KU’s new 14-day COVID-19 projection model says daily case count will fall; university reports 41 new cases

photo by: Chris Conde/Journal-World File Photo

Strong Hall on the University of Kansas campus is shown on Sept. 13, 2018.

The University of Kansas on Friday unveiled a new COVID-19 forecasting tool and confirmed 41 new cases of the virus since it last released data on Tuesday, bringing the total case count at the university to 882.

Chancellor Douglas Girod said the new two-week forecasting model projects what the case count will look like two weeks from now if current trends continue.

“The goal of this 14-day rolling forecast is to give decision makers a sense for where the growth of COVID-19 cases is likely headed based on the most current information available,” he said in a campus message. “The forecast is less a tool for exact prediction on any given day and is instead a tool that helps us think about how case growth might unfold if we push trends out 14 days. Keep in mind that cumulative cases and forecasts are not a reflection of active infections.”

The forecasting tool, Girod said, was designed using a process called ensemble modeling, which uses multiple models to predict an outcome. KU’s Pandemic Medical Advisory Team built four separate models, made projections from each model and averaged each model’s predictions in order to gather a minimum, median and maximum prediction.

For Friday’s forecast, the model predicted that in 14 days, on Oct. 2, KU’s daily case count will have fallen to around six cases per day, with the cumulative total around 905 cases.

Girod acknowledged that with predictive modeling, estimates can fluctuate, and he said there’s no perfect system for predicting COVID-19’s impact.

“It’s important to recognize the limitations of any forecast of COVID-19 on a university campus. The reality is, there is no precedent for our current situation, meaning there is no pre-existing model or set of assumptions that neatly fit our circumstances,” he said. “Like universities across the country, we are learning every day about transmission patterns and mitigation strategies, and we will continue to respond to new information accordingly.”

━━━━

[Work order 1]:
From the article on KU's COVID-19 forecasting model, write out the passage starting with "The forecasting tool, Girod" and going on through "predicting COVID-19’s impact.".
[Work order 2]:
In the article on KU's COVID-19 forecasting model, what did the university's total case count reach after the 41 new cases?
[Work order 3]:
Continue the article on KU's COVID-19 forecasting model from the point where it stops.

━━━━

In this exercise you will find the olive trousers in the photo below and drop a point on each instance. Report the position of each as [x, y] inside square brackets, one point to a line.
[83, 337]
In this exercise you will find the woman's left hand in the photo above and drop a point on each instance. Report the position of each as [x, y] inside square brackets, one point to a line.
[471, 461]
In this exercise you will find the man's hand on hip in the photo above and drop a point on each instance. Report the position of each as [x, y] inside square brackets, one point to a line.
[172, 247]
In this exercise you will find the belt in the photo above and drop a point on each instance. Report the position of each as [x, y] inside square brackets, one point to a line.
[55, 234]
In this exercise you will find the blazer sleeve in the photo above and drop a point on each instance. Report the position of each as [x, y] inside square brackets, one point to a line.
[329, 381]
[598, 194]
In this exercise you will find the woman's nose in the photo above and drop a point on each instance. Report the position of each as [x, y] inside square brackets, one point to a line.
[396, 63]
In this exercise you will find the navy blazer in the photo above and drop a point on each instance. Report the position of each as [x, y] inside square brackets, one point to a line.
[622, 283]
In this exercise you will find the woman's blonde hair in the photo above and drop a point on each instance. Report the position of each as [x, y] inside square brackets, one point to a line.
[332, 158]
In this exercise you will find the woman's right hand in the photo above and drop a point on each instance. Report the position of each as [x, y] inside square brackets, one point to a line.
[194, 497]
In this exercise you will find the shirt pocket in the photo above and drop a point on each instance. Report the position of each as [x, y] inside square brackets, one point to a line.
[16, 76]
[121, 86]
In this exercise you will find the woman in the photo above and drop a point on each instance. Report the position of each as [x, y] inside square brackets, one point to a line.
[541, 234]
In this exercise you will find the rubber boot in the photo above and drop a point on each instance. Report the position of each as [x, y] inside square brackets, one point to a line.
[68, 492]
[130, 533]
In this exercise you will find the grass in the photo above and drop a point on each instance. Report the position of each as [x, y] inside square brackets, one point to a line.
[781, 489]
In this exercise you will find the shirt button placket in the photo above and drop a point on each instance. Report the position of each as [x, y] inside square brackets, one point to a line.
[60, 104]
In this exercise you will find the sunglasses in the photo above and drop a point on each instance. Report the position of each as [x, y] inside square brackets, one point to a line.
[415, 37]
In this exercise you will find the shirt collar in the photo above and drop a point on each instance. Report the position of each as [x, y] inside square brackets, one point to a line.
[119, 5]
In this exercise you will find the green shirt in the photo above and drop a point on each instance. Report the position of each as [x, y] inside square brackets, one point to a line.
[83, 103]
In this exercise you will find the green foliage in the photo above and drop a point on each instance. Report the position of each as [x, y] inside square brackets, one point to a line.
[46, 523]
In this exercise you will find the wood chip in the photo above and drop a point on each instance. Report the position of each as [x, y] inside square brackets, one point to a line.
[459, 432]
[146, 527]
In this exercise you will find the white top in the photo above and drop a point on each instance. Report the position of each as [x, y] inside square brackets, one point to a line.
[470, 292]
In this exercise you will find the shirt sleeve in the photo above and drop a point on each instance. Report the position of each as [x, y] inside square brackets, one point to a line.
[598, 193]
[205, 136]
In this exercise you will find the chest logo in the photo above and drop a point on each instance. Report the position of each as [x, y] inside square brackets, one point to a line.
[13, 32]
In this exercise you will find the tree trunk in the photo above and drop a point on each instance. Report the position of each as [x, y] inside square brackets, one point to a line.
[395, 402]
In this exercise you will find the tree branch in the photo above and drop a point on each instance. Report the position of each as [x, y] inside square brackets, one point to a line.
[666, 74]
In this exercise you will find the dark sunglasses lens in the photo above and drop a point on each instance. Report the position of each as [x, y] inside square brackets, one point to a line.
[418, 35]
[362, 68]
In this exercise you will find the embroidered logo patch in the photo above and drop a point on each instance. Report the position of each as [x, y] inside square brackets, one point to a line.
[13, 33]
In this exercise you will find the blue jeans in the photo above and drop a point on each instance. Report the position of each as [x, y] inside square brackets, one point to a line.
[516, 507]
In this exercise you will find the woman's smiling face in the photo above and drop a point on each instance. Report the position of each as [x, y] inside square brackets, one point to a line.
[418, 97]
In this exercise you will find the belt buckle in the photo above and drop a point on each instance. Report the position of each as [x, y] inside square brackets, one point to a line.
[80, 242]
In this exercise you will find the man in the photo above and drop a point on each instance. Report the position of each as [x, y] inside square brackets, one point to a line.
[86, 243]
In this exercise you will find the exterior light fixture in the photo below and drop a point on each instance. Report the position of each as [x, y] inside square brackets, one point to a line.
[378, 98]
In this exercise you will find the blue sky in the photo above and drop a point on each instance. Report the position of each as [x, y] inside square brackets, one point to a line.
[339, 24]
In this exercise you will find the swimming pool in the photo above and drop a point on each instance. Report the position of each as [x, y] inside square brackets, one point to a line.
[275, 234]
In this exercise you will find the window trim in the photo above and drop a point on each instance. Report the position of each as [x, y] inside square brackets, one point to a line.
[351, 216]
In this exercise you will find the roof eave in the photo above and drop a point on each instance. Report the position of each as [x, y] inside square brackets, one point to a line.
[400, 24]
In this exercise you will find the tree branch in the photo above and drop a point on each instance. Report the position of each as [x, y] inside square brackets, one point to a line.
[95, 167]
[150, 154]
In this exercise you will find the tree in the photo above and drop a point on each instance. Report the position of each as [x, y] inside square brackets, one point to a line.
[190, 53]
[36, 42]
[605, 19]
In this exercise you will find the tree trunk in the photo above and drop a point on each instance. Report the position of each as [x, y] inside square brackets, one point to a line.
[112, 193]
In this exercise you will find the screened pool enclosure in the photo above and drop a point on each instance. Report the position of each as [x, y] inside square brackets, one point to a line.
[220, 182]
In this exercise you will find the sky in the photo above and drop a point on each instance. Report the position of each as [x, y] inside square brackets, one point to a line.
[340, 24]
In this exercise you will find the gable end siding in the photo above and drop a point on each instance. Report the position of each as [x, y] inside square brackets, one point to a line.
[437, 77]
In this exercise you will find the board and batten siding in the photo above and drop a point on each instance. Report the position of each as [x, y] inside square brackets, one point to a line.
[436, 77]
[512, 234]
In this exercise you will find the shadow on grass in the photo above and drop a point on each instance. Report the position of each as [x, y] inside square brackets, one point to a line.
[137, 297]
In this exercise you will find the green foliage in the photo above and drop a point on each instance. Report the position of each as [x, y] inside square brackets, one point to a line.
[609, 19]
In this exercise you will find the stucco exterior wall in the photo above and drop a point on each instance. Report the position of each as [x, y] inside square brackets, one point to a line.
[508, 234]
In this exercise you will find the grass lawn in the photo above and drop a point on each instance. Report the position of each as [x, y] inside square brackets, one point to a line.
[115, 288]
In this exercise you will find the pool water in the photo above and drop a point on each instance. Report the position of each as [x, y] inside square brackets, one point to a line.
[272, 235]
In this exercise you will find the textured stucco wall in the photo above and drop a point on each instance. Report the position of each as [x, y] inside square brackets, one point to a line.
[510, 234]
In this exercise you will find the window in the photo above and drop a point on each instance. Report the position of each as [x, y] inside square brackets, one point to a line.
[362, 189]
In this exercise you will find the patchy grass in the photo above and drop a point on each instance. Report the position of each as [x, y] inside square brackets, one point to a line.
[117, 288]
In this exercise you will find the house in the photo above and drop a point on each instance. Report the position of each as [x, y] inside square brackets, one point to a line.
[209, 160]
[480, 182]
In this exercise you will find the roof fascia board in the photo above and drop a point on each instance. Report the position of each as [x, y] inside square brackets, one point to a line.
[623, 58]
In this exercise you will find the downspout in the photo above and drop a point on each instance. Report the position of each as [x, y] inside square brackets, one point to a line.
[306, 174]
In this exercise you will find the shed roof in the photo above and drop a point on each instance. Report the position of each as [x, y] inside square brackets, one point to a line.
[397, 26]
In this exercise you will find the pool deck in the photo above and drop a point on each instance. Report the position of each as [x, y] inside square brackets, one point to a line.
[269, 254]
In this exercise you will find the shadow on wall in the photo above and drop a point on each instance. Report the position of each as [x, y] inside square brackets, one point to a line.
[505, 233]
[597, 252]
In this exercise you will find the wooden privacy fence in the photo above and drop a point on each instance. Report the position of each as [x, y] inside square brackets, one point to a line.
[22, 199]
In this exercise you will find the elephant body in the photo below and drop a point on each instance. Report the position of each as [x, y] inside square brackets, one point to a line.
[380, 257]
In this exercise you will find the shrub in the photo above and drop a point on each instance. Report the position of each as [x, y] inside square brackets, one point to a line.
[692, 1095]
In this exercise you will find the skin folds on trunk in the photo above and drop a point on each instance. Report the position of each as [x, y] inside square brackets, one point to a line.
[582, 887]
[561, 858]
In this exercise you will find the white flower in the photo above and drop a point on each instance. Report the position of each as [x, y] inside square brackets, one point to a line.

━━━━

[Written reply 1]:
The forecasting tool, Girod said, was designed using a process called ensemble modeling, which uses multiple models to predict an outcome. KU’s Pandemic Medical Advisory Team built four separate models, made projections from each model and averaged each model’s predictions in order to gather a minimum, median and maximum prediction.

For Friday’s forecast, the model predicted that in 14 days, on Oct. 2, KU’s daily case count will have fallen to around six cases per day, with the cumulative total around 905 cases.

Girod acknowledged that with predictive modeling, estimates can fluctuate, and he said there’s no perfect system for predicting COVID-19’s impact.

[Written reply 2]:
882 cases

[Written reply 3]:
Going forward, Girod said the two-week forecast and the university’s COVID-19 dashboard would aid the Pandemic Medical Advisory Team — a group of nine area doctors and health care experts, including Girod — as it determines campus needs in areas such as testing capacity and clinic capacity.

“Beyond that, these tools will also help our partners project community needs for things like hospital space, ICU beds, and ventilators across the region,” he said.

From Sept. 10 to Sept. 16, the most recent seven-day period for which data is available, the KU community tested positive for COVID-19 at a rate of 4.32%, down significantly from Tuesday’s seven-day report, in which the community tested positive at a rate of 10.9%.

Out of 1,110 total tests from Sept. 10 to Sept. 16, 48 returned with positive results, and nearly all of them appear to be students. KU’s dashboard no longer gives exact numbers of positive cases among the university community’s subgroups — students, staff and faculty. Instead, the dashboard now provides a series of bar graphs that show how the test results are divided up between employees and students but that don’t provide any numerical labels. Only a handful of staff and faculty members appear to have tested positive in the last seven-day period via the testing sources detailed in KU’s dashboard.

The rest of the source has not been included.